_Given problem a_
In the passage on annihilationism, who wrote the 1987 article titled “Fire, Then Nothing”?

_Selected passage_
--*--
Whether the movement’s recent recovery of confidence and burgeoning intellectual life [1] are mellowing this raw mindset is not yet clear; certainly, however, the rigidities hinted at above have been apparent as evangelicals have intramurally debated annihilationism during the past ten years.

Annihilationist ideas have been canvassed among evangelicals for more than a century, [2] but they never became part of the mainstream of evangelical faith, [3] nor have they been widely discussed in the evangelical camp until recently. In 1987 Clark Pinnock authored a punchy two-page article titled “Fire, Then Nothing,” [4] but this, though widely read, did not spark debate, any more than the 500-page exposition of the same view, The Fire That Consumes (1982) by the gifted Churches of Christ layman Edward William Fudge, had done. [5] In 1988, however, two brief pieces of advocacy came from Anglican evangelical veterans: eight pages by John Stott in Essentials, [6] and ten by the late Philip Edgecumbe Hughes in The True Image. [7] These put the cat among the pigeons.
--*--
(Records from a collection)
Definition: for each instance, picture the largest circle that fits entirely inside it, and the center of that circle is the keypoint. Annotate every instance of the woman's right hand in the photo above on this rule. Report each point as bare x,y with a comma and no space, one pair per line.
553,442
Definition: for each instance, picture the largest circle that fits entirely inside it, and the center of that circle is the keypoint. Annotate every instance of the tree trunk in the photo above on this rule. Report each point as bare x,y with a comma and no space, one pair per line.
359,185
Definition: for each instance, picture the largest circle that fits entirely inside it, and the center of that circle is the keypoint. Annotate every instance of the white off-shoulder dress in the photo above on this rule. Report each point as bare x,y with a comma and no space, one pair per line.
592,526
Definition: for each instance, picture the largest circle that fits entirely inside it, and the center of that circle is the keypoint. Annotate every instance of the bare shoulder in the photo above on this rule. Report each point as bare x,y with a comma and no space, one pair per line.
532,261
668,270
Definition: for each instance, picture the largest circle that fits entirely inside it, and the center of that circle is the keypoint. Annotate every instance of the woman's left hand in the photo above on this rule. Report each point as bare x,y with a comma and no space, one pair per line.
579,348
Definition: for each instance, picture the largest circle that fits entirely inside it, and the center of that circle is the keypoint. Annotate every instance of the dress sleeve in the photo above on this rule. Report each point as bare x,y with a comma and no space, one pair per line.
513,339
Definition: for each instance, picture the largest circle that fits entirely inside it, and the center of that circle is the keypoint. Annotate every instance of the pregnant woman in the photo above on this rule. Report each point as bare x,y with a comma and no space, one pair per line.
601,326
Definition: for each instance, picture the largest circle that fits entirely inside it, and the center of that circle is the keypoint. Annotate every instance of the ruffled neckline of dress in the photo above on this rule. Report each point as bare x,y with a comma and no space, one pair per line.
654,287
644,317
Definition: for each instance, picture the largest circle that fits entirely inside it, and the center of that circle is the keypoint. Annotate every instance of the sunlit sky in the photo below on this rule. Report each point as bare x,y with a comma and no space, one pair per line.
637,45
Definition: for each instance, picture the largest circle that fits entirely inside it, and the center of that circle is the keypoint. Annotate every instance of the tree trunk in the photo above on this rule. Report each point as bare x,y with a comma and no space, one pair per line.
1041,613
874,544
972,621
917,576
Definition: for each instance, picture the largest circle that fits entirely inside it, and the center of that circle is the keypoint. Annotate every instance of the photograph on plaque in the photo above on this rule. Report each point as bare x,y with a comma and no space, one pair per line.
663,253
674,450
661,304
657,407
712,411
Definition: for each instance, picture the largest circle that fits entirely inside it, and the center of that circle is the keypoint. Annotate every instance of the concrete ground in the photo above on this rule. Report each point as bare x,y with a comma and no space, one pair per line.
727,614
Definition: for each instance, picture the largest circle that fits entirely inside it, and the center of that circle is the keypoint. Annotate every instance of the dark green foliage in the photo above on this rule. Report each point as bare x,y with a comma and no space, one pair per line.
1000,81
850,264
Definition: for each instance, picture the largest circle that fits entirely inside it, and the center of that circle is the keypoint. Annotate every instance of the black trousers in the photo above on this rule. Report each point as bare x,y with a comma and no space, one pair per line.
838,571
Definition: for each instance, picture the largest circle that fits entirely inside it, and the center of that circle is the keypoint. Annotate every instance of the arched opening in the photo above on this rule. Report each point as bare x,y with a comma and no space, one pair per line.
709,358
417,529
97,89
--*--
_Given problem b_
Copy the records word for word, from the line with "of the arched" through the end of the records.

_Task answer a_
Clark Pinnock.

_Task answer b_
Definition: for each instance, picture the largest circle that fits entirely inside it, and the center of that circle is the keypoint. Annotate every instance of the arched opening in the photo above on this rule. Report each point as bare x,y with a comma and no space, one pair per line.
709,358
417,529
97,89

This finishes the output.